(Records for processing):
BEGIN
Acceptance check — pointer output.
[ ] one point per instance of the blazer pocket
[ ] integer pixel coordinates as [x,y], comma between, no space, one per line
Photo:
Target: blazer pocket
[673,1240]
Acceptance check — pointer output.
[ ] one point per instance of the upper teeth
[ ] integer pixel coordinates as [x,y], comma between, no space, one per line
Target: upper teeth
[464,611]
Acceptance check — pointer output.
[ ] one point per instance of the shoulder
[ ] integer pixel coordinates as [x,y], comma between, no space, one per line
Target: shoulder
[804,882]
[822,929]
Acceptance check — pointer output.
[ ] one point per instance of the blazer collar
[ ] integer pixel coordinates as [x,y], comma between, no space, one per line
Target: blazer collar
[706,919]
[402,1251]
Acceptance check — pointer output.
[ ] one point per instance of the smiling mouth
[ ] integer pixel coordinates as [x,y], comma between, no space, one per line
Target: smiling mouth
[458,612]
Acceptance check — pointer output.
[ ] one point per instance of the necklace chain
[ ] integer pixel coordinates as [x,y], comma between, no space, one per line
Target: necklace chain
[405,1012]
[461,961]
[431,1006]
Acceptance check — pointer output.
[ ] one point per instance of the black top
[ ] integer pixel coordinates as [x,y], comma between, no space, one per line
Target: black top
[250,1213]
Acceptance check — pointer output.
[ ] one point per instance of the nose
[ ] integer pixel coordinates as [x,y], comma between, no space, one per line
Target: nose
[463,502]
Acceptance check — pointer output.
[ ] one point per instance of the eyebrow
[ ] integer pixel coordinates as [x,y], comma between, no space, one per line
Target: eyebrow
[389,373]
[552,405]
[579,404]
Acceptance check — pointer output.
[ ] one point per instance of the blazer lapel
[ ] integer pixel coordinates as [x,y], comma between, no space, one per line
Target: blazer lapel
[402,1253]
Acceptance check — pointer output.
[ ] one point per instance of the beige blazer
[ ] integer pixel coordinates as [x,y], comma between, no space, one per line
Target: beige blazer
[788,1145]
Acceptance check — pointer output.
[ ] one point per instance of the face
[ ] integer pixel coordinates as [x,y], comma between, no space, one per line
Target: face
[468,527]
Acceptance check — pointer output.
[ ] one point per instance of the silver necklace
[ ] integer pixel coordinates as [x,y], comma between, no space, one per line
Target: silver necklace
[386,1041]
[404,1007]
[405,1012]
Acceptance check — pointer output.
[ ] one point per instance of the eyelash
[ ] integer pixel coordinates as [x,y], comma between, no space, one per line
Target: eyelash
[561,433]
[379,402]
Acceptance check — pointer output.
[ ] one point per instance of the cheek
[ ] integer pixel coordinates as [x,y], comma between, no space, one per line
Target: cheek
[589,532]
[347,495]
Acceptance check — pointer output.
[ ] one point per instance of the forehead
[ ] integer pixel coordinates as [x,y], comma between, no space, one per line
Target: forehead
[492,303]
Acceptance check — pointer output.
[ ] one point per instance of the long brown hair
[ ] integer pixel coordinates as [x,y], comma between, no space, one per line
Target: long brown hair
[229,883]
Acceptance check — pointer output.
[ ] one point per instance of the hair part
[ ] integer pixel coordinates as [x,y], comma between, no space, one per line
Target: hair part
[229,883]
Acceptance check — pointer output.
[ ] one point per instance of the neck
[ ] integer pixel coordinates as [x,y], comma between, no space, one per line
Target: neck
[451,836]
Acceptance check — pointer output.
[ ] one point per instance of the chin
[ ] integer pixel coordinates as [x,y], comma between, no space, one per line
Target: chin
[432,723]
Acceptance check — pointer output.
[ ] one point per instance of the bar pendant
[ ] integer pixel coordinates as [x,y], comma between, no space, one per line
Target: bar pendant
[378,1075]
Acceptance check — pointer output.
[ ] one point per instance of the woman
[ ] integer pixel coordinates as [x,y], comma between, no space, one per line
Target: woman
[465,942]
END
(Goal):
Reproduce the listing in full. Keep it exactly as written.

(Answer):
Acceptance check — pointer output.
[ ] one point per instance of the blazer pocket
[ ] integer pixel coordinates as [x,y], comma between, no space, one per line
Photo:
Target: blazer pocket
[673,1240]
Acceptance check — pointer output.
[ ] one point per instance of the upper teeth
[ ] integer pixel coordinates as [x,y], comma between, no space, one per line
Target: upper teeth
[464,611]
Acceptance check — pointer output.
[ ] one point per instance of the shoulder
[ ] integer pixel coordinates as [x,y], comma between, no space, one per line
Target: shoulder
[804,882]
[822,929]
Acceptance check — pointer output.
[ ] one point per instance of the blazer collar
[ ] integer pixel coordinates as [x,y], comma between, no space, one per line
Target: blazer collar
[706,919]
[402,1251]
Acceptance check — pointer output.
[ ] one point per instance of the smiling mouth
[ ] integer pixel coordinates as [x,y], comma between, no space, one per line
Target: smiling mouth
[458,612]
Acceptance check — pointer output.
[ ] one point per instance of the necklace chain
[ ] integer pixel coordinates as [x,y], comma between, no space, one per line
Target: necklace chain
[405,1012]
[461,961]
[431,1006]
Acceptance check — pointer output.
[ ] one point per instance of the black top
[ ] integer pixel coordinates as [x,y], comma between, no space, one per line
Target: black top
[250,1213]
Acceptance check — pointer output.
[ ] one point per instance of the nose
[ ] integer pixel coordinates as [x,y], comma between, no space, one per line
Target: nose
[463,502]
Acceptance check — pointer output.
[ ] one point per instance of the eyebrow
[ ] integer pixel coordinates as [x,y], comma between, no space, one per line
Target: eyebrow
[389,373]
[552,405]
[579,404]
Acceptance check — pointer output.
[ ] one point per instance of the blazer lapel
[ ] integer pixel coordinates as [x,y], comma between, no space, one per line
Target: blazer lapel
[402,1253]
Acceptance check — pointer output.
[ ] one point per instance of the beige blazer
[ ] integer pixel coordinates as [x,y], comma between, no space, one per line
Target: beige blazer
[788,1145]
Acceptance check — pointer output.
[ ] one point per instance of the face
[ ] integer pixel coordinates as [x,y], comma between, no space, one per line
Target: face
[468,527]
Acceptance check — pointer output.
[ ] one point per instance of the silver necklace
[ ] integer pixel coordinates as [x,y], comma between, no space, one per line
Target: silver necklace
[386,1041]
[404,1007]
[405,1012]
Acceptance check — pointer output.
[ ] one point per instance of the eyelash
[ ] integer pixel coordinates as [x,y], comma between, no space, one per line
Target: eyelash
[561,433]
[379,402]
Acceptance check — pointer output.
[ ] one point per instance of the cheek
[ ] integer pixel coordinates as [x,y], comma between, no space, one per line
Target: cheek
[589,532]
[347,495]
Acceptance check — pointer output.
[ ] one point per instance of the forehead
[ ] integer pixel coordinates as [x,y], comma between, no space, one per line
Target: forehead
[492,303]
Acceptance check — pointer output.
[ ] one point per instance of the long brown hair
[ ] integer pixel coordinates as [x,y], comma between, no space, one per line
Target: long brown hair
[229,883]
Acceptance check — pointer output.
[ ] one point per instance of the hair part
[ ] integer pixel coordinates as [x,y], comma between, no space, one per line
Target: hair part
[229,883]
Acceptance check — pointer output.
[ ] one point per instance of the neck
[ ] integer pixel coordinates as [x,y], comma between, no space, one per line
Target: neck
[451,836]
Acceptance check — pointer output.
[ ] one point per instance of the chin
[ ] integer pixel coordinates as [x,y], comma between, no space, one per line
Target: chin
[432,723]
Acceptance check — pointer output.
[ ] one point per instance of the bar pendant
[ ] integer pixel coordinates as [x,y], comma between, no space, one per line
Target: bar pendant
[378,1075]
Acceptance check — pointer output.
[ ] one point per instance of the woman
[ ] integer pixel coordinates as [x,y], comma between, no space, one per line
Target: woman
[465,942]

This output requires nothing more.